« La résurrection, mythe ou réalité » de John Spong
Par Annie Grazon
En prenant de l’âge, j’ai désiré de plus en plus ardemment dépasser le rôle de critique des traditions religieuses littéralistes du passé. J’ai voulu formuler une proposition positive en vue d’une conception religieuse élargie et appeler les gens à un vivant avenir religieux, riche et attrayant. J.Spong
Ayant lu le livre, j’essaie de m’en faire un modeste relais.
Ce n’est donc pas un résumé du livre, mais la reprise de quelques passages que j’ai trouvés spécialement porteurs de lumière pour la foi
Le Midrash
Dans le premier chapitre de son livre, l’auteur explique longuement la méthode juive d’interprétation des textes bibliques appelée Midrash qui est la façon juive de dire que tout événement à célébrer dans le présent doit être, d’une façon ou d’une autre, rattaché à un épisode sacré du passé.
Le midrash interprète une histoire ou un événement en le mettant en relation avec une autre histoire, ou un autre événement de l’histoire sainte.
Prenons seulement deux exemples : L’histoire du roi Hérode qui essaie de supprimer le libérateur promis par Dieu en tuant tous les nouveau-nés de sexe masculin à Bethléem rappelle l’ordre du Pharaon de mettre à mort tous les nouveau-nés juifs en Égypte.
À la Pentecôte, les langues de feu ont à voir avec la colonne de feu dans le désert, le symbole du feu ayant une longue histoire chez les juifs.
Autre exemple que nous connaissons bien: Aujourd’hui, tous les exégètes s’accordent à dire que ce qui est dit de la naissance de Jésus à Bethléem tient du midrash.
La localisation à Bethléem n’est pas conformée sur un fait historique, mais sur l’attente, implantée dans la tradition juive par le prophète Michée, d’un sauveur de la lignée de David dont le pays natal était Bethléem.
Le recensement qui aurait donné lieu au déplacement de Marie et Joseph n’est attesté par aucune source profane.
D’ailleurs comment croire aujourd’hui à un chœur angélique qui chantait dans le ciel, à des bergers qui n’auraient eu aucun mal à trouver un nouveau-né dans une ville grouillante des gens venus se faire recenser, à un roi Hérode qui aurait fait confiance à trois hommes qu’il n’avait jamais vus auparavant et qui seraient venus lui faire un rapport secret au sujet d’un prétendant à son trône qui serait né à une dizaine de kilomètres de là, etc.
L’auteur du livre qui est très féru d’Écriture sainte, donne quantité d’exemples pour montrer qu’on ne peut lire les textes d’une manière littérale, et que néanmoins, ils sont signifiants
(Il reste critique des traditions religieuses littéralistes du passé, même s’il désire les dépasser.)
En fait, Jésus est très probablement né à Nazareth où il a vécu jusqu’à l’âge adulte.
Beaucoup de textes sur la vie de Jésus, sur sa mort et sa résurrection, sont à regarder en ayant en tête la méthode du Midrash.

============

■ **CONSIGNES**
a - Dans l’extrait, recopiez le passage allant de « Ce n’est donc » jusqu’à « sacré du passé. » en substituant « éclairants » à « porteurs de lumière ».
b - D’après l’extrait, quel prophète a implanté dans la tradition juive l’attente d’un sauveur de la lignée de David ?
Les lignes qui suivent forment un matériel indépendant de l’extrait.

■ **DONNÉES FOURNIES**
============

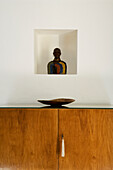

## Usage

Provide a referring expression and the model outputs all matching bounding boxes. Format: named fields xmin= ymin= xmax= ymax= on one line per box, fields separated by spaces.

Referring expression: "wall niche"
xmin=34 ymin=29 xmax=78 ymax=75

============

■ **EXERCICES CORRIGÉS**
a -
Ce n’est donc pas un résumé du livre, mais la reprise de quelques passages que j’ai trouvés spécialement éclairants pour la foi
Le Midrash
Dans le premier chapitre de son livre, l’auteur explique longuement la méthode juive d’interprétation des textes bibliques appelée Midrash qui est la façon juive de dire que tout événement à célébrer dans le présent doit être, d’une façon ou d’une autre, rattaché à un épisode sacré du passé.

b - Le prophète Michée.